## Task description
Retype the items word for word, from the start of the items through the line containing "column 350, row 293", including that line. Leave the pictures out of your copy.

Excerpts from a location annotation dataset

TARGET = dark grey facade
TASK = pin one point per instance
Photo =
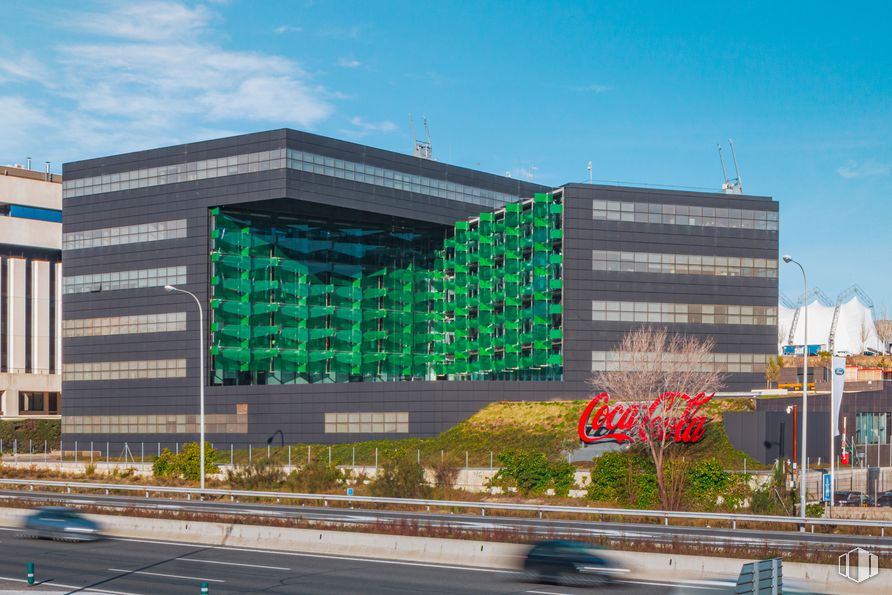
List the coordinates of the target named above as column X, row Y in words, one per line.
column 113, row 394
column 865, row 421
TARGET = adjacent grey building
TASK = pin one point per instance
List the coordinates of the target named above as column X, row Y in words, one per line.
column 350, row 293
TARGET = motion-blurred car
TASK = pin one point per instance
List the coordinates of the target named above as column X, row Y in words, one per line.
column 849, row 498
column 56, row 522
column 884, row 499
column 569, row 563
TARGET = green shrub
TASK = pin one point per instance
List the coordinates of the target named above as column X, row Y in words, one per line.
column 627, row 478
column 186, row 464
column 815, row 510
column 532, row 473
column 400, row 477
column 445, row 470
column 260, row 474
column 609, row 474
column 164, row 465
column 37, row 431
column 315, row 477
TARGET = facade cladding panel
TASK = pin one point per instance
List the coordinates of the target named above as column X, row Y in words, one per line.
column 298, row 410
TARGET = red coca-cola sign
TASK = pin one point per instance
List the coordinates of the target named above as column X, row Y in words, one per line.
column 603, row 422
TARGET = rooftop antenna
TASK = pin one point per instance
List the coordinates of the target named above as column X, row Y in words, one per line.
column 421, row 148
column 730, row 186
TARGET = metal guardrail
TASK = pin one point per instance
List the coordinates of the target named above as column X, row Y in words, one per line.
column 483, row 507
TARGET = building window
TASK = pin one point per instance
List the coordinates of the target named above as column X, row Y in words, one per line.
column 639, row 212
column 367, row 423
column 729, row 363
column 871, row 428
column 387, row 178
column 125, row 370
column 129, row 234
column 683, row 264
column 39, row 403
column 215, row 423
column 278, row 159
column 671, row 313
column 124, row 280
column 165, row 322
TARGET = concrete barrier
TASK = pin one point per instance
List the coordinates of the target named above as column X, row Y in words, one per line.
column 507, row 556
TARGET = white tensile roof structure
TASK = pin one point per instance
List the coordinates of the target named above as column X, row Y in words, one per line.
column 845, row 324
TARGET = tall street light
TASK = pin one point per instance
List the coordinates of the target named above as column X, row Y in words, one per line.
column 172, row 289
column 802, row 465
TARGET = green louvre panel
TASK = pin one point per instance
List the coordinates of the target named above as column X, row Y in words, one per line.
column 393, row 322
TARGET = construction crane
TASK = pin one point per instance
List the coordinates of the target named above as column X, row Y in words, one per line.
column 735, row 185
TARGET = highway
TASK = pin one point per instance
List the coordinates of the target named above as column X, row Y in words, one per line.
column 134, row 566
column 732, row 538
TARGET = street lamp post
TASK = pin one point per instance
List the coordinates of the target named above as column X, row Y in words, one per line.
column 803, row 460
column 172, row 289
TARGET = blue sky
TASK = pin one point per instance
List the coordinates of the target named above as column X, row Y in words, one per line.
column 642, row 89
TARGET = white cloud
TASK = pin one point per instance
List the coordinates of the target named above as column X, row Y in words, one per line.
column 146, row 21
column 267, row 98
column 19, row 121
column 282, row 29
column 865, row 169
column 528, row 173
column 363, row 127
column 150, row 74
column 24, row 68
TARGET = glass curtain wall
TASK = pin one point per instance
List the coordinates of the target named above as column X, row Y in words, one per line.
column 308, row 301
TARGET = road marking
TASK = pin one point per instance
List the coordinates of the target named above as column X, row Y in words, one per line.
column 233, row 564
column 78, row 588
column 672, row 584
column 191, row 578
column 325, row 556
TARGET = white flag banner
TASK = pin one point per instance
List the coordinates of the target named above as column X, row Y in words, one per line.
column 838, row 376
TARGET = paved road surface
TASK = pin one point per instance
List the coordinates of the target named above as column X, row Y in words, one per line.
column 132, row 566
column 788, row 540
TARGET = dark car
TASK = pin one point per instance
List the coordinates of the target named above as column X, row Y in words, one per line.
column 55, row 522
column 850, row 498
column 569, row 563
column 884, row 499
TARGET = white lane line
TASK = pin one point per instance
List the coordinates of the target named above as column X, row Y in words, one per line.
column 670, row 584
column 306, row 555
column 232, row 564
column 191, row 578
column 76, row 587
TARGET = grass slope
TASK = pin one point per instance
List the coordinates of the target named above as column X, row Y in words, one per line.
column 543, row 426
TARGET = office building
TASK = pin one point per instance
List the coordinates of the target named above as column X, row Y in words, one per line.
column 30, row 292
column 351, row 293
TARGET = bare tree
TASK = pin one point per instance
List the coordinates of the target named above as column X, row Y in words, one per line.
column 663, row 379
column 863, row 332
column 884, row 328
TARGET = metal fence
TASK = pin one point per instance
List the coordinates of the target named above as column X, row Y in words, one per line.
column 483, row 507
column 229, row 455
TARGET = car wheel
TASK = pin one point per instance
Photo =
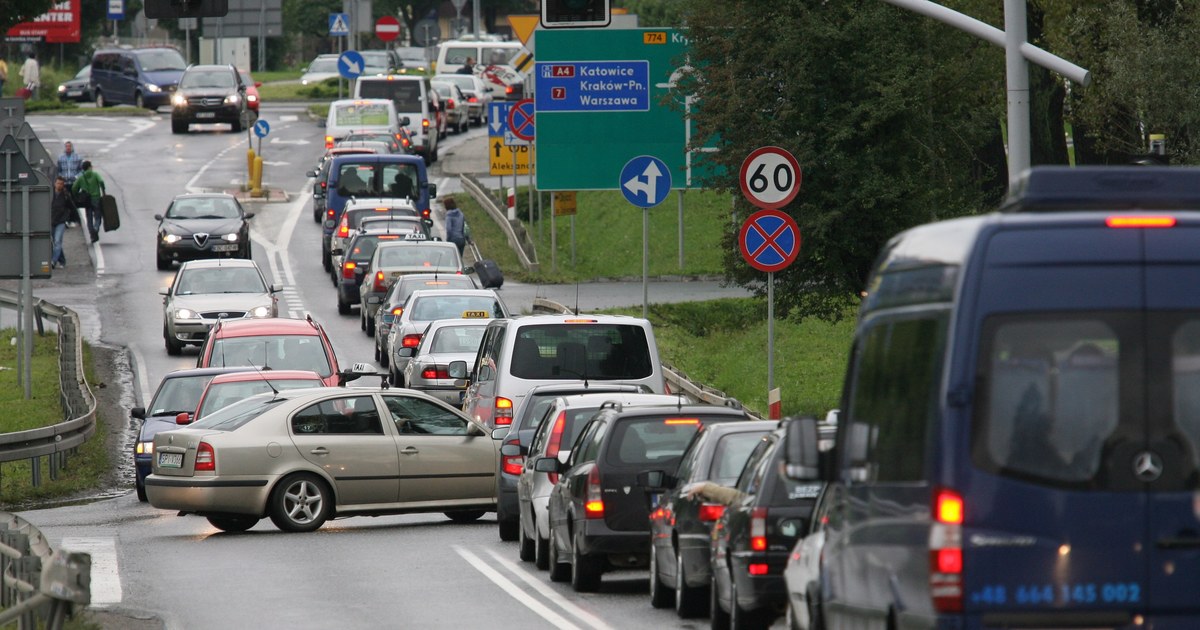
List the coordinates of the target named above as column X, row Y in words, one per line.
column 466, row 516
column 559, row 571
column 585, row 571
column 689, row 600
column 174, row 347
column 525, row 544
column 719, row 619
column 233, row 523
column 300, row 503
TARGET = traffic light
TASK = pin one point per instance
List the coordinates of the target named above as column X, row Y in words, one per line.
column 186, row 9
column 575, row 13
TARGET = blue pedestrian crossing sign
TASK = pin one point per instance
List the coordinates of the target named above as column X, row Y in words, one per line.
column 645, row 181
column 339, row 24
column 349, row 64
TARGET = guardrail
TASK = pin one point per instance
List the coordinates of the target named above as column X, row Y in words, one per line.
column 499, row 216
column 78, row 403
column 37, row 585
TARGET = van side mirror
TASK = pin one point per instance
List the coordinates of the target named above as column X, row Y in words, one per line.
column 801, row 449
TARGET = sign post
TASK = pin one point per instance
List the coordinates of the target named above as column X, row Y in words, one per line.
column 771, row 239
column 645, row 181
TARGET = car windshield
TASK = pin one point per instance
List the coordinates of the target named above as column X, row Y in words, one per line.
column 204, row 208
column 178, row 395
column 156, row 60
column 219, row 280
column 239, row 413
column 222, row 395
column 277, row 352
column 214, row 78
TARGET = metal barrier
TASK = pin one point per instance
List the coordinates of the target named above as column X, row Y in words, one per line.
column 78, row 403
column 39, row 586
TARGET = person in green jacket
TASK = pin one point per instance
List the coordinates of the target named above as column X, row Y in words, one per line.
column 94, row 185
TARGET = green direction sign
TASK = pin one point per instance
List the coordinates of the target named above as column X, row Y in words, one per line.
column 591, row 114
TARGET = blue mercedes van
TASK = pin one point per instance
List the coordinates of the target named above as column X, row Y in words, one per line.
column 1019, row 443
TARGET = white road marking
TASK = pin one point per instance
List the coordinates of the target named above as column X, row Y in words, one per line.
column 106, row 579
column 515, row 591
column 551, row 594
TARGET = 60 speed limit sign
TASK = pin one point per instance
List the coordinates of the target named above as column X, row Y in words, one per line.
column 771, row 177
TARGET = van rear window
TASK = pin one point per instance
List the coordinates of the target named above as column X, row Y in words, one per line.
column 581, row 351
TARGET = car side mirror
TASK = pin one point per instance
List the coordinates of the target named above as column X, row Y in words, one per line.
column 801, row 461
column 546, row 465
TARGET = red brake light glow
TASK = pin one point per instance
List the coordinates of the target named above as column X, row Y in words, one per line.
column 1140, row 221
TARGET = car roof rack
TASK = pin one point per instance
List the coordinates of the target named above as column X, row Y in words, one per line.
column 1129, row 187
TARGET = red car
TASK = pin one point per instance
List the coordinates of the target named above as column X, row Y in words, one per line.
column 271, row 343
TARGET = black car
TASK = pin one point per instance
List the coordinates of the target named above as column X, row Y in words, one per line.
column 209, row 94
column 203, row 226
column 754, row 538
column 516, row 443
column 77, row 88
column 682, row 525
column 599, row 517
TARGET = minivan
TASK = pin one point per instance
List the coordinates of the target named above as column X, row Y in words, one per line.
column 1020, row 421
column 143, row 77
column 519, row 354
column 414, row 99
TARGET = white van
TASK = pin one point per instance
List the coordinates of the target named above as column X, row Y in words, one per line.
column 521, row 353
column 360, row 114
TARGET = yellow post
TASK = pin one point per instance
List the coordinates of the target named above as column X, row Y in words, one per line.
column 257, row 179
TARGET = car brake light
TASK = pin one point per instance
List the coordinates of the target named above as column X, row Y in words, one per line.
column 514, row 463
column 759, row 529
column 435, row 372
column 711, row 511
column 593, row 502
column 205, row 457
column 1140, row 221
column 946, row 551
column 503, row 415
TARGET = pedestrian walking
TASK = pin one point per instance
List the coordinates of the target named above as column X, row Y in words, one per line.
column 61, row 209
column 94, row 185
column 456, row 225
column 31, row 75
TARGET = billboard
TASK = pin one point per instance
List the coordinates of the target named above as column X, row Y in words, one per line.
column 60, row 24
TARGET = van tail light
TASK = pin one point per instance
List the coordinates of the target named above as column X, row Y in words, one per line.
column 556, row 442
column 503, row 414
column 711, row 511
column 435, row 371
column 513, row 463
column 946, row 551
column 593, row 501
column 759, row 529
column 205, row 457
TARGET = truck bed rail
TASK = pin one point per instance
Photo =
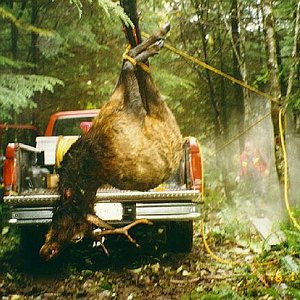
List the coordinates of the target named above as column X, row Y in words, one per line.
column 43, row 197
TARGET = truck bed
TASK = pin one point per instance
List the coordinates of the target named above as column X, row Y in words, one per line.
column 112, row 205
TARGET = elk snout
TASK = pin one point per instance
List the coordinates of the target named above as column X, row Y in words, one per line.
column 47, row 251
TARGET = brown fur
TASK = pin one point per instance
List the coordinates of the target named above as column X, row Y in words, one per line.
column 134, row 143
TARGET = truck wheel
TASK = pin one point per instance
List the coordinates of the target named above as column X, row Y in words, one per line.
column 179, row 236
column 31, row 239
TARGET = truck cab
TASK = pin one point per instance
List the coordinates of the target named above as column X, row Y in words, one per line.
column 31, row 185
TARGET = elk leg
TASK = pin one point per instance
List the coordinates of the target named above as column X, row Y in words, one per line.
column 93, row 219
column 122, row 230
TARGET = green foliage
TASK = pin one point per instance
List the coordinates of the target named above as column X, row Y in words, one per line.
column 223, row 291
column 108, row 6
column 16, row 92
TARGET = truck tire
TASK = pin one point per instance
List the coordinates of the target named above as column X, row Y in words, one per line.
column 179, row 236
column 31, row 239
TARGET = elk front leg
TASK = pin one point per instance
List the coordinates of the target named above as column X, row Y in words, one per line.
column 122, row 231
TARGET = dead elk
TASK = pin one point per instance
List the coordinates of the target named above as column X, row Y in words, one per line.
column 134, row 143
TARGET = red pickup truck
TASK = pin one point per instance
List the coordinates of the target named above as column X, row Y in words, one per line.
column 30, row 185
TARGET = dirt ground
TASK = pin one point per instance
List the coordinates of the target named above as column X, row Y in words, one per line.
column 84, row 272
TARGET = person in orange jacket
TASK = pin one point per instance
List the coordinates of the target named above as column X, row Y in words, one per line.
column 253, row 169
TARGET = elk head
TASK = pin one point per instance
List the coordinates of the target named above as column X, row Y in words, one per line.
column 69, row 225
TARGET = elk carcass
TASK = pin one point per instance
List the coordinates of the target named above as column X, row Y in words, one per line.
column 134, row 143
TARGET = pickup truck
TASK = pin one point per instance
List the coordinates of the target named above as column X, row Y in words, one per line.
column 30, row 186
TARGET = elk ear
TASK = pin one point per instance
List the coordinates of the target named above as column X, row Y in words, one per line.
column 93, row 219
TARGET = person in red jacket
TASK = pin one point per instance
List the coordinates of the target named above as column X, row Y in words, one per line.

## Solution to the problem
TARGET = dark grey facade
TASK = pin one point per instance
Photo =
List the coordinates of the target named above as column X, row Y in words, one per line.
column 113, row 394
column 865, row 421
TARGET = adjacent grey building
TASK = pin one point per instance
List the coordinates of the target named above as column X, row Y in words, one per line.
column 350, row 293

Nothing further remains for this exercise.